▸ DIRECTIONS: In the data below, begin at the line with "TARGET = sloping terrain" and stop after the line with "TARGET = distant iceberg wall"; output those lines exactly and no pictures.

═══ MATERIALS PROVIDED

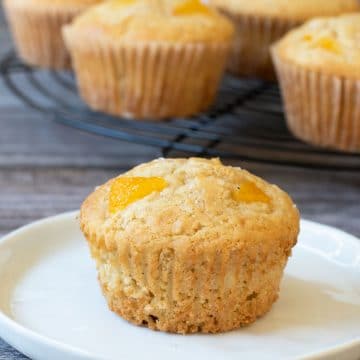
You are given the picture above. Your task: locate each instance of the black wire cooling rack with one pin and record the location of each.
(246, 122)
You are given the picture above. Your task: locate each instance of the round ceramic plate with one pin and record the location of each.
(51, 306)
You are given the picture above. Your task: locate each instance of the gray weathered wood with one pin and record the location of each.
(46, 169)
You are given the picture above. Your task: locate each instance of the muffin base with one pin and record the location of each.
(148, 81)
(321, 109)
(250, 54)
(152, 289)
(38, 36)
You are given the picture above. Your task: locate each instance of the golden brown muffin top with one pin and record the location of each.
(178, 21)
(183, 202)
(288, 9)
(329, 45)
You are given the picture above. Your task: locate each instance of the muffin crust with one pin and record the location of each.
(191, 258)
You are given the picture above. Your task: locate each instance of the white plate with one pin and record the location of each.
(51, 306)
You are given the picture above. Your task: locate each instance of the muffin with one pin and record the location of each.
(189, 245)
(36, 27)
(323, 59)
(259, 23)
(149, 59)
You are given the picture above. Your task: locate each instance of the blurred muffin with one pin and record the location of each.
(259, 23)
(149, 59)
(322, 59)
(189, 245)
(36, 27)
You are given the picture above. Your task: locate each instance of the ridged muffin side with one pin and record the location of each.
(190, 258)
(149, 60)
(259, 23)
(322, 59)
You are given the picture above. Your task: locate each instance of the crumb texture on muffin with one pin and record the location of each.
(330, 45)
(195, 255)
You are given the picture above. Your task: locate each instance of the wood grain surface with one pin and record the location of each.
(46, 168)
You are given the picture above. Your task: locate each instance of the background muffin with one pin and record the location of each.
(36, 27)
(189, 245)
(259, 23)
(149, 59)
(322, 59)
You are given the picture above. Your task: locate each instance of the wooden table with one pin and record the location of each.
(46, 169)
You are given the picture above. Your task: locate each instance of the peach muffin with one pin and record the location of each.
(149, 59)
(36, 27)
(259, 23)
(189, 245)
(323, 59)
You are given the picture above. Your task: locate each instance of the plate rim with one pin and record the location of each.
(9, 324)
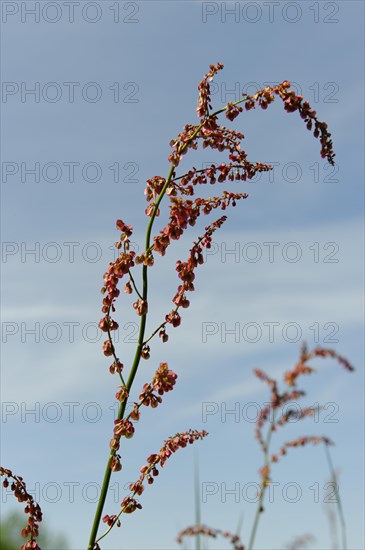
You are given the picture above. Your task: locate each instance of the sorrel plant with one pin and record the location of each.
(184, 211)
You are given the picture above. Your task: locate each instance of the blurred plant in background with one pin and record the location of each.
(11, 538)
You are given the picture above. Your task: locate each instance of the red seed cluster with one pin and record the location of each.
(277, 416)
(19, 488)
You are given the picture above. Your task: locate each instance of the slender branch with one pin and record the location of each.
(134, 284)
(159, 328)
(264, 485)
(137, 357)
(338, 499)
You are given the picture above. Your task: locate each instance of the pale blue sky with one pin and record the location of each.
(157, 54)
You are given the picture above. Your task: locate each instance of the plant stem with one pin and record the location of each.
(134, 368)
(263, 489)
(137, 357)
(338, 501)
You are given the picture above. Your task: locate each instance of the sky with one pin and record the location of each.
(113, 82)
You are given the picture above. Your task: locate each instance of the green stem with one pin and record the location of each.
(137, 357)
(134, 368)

══════
═══ MATERIALS PROVIDED

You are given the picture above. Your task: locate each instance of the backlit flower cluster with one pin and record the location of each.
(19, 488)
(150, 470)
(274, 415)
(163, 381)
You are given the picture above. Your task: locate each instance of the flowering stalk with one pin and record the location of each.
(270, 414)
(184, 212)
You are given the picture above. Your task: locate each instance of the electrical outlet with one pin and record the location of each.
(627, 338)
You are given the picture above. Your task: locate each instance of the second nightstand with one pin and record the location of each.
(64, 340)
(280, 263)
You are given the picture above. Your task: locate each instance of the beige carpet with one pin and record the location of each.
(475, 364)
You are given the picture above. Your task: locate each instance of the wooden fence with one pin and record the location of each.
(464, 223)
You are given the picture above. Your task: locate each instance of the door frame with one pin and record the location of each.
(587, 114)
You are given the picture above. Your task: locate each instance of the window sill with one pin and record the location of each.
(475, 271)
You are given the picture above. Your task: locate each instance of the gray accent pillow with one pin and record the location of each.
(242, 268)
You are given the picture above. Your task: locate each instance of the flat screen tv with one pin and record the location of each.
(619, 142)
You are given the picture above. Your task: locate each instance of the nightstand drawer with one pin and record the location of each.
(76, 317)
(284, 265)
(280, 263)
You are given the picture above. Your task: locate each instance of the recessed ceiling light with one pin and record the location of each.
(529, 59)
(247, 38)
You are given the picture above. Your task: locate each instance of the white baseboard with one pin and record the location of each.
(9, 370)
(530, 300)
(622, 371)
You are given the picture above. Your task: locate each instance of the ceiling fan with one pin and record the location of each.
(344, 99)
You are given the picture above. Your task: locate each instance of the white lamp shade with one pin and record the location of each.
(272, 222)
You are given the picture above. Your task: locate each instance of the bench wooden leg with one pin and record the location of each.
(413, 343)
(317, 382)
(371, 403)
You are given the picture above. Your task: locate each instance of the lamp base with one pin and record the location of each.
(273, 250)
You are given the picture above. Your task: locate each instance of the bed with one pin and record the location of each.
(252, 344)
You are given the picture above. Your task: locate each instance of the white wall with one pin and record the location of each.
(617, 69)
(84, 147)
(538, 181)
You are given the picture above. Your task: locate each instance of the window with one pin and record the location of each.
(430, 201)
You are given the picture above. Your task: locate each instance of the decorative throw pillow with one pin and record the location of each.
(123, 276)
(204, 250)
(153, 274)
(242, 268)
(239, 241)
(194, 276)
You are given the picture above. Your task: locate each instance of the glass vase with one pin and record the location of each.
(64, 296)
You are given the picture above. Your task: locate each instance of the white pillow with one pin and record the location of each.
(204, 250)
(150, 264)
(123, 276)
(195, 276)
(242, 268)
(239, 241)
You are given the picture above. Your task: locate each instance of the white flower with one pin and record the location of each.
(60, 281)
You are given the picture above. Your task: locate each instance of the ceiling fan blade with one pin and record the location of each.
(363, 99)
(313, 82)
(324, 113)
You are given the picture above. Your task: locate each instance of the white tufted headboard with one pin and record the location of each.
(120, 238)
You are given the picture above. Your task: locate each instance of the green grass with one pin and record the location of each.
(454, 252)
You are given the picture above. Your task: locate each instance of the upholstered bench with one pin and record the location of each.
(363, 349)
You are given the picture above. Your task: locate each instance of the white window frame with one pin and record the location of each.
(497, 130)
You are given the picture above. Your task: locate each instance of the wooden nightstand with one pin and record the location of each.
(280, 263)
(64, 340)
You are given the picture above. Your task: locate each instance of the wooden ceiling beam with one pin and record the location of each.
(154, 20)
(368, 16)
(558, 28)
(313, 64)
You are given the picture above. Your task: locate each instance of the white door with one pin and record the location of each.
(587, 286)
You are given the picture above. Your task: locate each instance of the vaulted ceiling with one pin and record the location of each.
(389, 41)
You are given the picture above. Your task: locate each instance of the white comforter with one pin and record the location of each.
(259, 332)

══════
═══ MATERIALS PROVIDED

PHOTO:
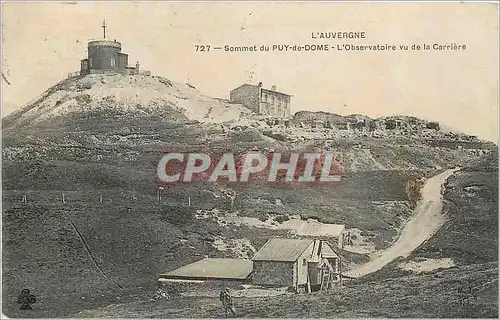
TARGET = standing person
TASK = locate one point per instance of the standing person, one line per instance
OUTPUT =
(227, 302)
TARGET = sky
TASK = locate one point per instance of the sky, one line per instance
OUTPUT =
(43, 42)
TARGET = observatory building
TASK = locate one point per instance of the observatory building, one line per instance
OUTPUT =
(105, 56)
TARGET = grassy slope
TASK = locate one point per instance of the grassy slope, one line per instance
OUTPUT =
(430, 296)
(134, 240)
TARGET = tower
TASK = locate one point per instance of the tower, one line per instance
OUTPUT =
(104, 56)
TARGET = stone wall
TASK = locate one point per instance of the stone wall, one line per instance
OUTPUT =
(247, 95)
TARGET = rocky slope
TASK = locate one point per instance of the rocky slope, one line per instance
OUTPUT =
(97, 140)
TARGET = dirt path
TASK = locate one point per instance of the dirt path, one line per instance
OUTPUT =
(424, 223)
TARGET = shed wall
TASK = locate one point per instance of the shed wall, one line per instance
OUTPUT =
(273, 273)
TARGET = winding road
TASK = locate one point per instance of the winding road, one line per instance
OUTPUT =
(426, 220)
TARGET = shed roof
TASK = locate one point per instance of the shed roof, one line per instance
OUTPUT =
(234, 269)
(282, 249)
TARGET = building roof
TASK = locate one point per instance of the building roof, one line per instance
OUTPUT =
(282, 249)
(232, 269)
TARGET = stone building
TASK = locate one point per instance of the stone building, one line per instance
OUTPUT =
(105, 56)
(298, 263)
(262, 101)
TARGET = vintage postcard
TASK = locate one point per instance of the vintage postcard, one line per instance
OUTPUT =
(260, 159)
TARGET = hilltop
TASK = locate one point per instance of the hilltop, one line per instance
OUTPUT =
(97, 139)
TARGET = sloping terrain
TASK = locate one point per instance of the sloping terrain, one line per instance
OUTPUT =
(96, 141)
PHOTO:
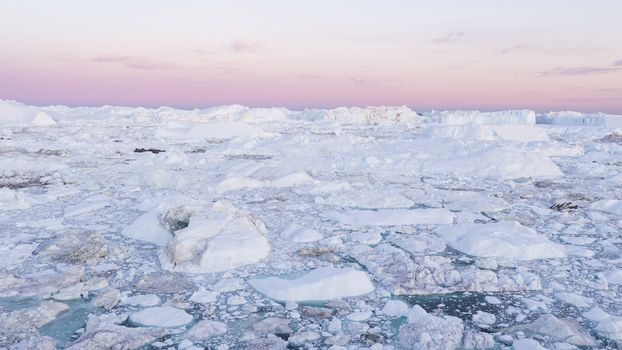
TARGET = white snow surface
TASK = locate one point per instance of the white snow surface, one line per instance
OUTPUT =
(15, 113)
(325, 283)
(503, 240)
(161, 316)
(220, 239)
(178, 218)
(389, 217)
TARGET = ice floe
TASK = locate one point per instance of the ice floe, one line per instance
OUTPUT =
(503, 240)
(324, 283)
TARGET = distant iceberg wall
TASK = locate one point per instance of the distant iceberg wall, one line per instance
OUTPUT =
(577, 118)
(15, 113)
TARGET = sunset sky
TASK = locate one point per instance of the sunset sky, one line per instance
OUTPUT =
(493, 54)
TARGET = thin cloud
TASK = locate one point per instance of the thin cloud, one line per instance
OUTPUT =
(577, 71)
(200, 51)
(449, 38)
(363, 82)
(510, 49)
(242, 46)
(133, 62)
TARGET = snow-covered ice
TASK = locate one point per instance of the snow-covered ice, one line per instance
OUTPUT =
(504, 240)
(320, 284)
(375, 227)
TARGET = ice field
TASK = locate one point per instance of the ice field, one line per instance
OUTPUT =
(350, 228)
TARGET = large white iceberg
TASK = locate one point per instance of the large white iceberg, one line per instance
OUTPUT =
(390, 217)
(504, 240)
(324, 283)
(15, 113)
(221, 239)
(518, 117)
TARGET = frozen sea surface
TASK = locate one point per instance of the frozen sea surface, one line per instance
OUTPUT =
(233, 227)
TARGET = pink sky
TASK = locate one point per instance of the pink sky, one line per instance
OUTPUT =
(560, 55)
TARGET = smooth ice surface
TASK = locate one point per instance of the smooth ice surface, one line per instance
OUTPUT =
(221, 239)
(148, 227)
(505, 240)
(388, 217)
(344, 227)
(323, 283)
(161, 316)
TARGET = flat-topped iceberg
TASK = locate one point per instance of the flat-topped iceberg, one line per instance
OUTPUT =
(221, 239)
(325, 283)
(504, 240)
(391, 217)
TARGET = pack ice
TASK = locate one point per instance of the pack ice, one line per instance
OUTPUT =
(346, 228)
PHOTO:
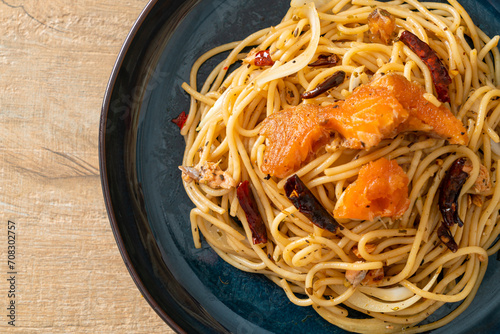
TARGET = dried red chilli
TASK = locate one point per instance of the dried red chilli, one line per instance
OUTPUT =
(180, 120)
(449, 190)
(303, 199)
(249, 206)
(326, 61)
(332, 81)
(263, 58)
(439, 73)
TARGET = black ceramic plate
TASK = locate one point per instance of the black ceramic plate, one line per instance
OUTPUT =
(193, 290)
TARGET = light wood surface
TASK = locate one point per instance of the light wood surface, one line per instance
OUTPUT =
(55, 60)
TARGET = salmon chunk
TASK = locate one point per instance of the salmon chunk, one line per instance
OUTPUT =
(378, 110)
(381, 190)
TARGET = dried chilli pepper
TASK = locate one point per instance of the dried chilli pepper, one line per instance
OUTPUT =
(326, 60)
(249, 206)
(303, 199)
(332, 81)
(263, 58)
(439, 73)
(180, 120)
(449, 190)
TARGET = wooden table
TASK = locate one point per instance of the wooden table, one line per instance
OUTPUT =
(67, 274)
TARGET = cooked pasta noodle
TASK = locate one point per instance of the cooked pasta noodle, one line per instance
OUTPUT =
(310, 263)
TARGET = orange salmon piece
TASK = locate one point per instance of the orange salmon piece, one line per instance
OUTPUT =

══════

▸ SOLUTION BELOW:
TARGET = sloping terrain
TASK = locate one point per instance of the sloping terrain, one line per instance
OUTPUT =
(96, 141)
PHOTO:
TARGET = white snow surface
TASK = locate one point per instance of the white snow surface, one line per instance
OUTPUT =
(15, 113)
(325, 283)
(503, 240)
(161, 316)
(220, 239)
(178, 218)
(389, 217)
TARGET = ice floe
TASK = locate one point per instance of the ice floe, one line per instance
OUTPUT =
(503, 240)
(324, 283)
TARGET = distant iceberg wall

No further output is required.